Do Stanford and UC Berkeley require the SAT or ACT?+
They land at opposite ends. Stanford reinstated its testing requirement starting with Fall 2026 applicants, so the SAT or ACT is mandatory; its enrolled first-years posted a middle-50% SAT of 1520–1570 and ACT of 34–36. UC Berkeley, like every University of California campus, runs test-free and ignores SAT or ACT scores even if you send them. There, the rigor of your coursework and your GPA carry the weight that scores would elsewhere.
Is Stanford or UC Berkeley better for computer science and engineering?+
Both rank top-tier here, and the split is concentration and scale. Computer science is Stanford's single most popular field at about 20% of degrees, with engineering another 17%, taught to a small undergraduate body at a 5-to-1 student-faculty ratio. Berkeley's computing leads at about 17% of degrees and engineering adds 12%, but inside a far larger university taught at roughly 18 to 1, with the sciences tied at the top. Stanford gives you a small-class, CS-forward environment; Berkeley delivers the same fields at the scale and price of a public flagship.
Is Stanford or UC Berkeley cheaper?+
For a California resident, Berkeley costs dramatically less: in-state tuition and fees run about $17,721, against Stanford's $68,574 for everyone. Out of state the gap narrows, with Berkeley charging non-residents about $55,323, but Stanford answers its higher sticker with deeper aid, meeting 100% of demonstrated need at an average package near $77,279 while Berkeley meets about 90% of need at an average around $37,119. A high-need applicant can land below Stanford's sticker; an in-state, full-pay family pays far less at Berkeley.

§ Entries provided
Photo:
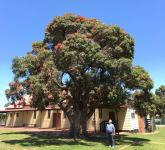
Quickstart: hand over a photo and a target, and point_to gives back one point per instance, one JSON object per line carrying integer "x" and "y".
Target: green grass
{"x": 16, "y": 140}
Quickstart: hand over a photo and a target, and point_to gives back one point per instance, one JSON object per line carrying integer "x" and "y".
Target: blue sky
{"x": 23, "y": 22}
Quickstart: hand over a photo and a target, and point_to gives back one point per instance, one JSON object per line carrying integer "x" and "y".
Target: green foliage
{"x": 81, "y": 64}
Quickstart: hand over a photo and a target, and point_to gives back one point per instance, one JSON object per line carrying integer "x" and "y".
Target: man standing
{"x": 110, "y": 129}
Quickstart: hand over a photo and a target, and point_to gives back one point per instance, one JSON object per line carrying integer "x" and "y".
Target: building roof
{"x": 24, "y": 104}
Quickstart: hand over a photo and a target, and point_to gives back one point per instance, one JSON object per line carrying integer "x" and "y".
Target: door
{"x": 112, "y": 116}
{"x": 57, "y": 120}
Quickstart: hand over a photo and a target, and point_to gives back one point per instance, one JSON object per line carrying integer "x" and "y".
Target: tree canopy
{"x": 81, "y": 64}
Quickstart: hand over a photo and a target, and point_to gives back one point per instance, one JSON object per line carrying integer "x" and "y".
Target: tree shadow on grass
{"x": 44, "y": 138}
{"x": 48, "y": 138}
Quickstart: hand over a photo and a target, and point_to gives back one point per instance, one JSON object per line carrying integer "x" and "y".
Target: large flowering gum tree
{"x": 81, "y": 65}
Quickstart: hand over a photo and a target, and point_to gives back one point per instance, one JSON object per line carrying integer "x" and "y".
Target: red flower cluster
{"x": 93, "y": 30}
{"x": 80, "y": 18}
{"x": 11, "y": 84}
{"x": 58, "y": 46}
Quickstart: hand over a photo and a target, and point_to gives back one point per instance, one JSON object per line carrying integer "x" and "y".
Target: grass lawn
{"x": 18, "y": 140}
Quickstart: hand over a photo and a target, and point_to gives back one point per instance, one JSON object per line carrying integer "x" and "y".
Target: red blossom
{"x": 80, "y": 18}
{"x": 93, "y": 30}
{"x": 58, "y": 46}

---

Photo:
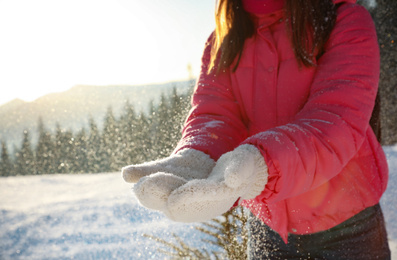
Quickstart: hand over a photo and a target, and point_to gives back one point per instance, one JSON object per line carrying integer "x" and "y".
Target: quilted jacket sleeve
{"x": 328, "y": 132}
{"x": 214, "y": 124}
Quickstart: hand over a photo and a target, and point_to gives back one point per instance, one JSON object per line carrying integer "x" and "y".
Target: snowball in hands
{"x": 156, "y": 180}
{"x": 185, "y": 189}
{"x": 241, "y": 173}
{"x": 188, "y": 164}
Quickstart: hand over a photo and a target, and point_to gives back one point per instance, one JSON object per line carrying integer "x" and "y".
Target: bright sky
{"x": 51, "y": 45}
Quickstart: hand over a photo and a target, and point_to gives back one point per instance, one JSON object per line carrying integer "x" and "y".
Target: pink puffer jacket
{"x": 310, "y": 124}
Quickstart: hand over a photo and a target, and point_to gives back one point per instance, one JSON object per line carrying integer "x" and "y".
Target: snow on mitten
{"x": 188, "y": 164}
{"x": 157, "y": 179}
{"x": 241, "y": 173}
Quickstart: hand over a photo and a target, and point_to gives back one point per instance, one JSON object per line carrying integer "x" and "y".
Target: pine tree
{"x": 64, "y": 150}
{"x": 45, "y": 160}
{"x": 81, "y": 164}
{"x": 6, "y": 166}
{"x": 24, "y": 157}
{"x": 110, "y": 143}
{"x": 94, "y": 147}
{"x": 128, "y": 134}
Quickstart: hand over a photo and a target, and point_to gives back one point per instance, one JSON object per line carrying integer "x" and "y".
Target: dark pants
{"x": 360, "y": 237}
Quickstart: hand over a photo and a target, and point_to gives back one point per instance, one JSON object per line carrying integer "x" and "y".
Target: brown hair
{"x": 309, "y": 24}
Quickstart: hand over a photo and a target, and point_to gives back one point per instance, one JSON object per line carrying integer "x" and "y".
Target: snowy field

§ Problem statement
List every dollar amount in the comparison of Stanford and UC Berkeley, in the order the amounts appear.

§ Solution to this exercise
$17,721
$68,574
$55,323
$77,279
$37,119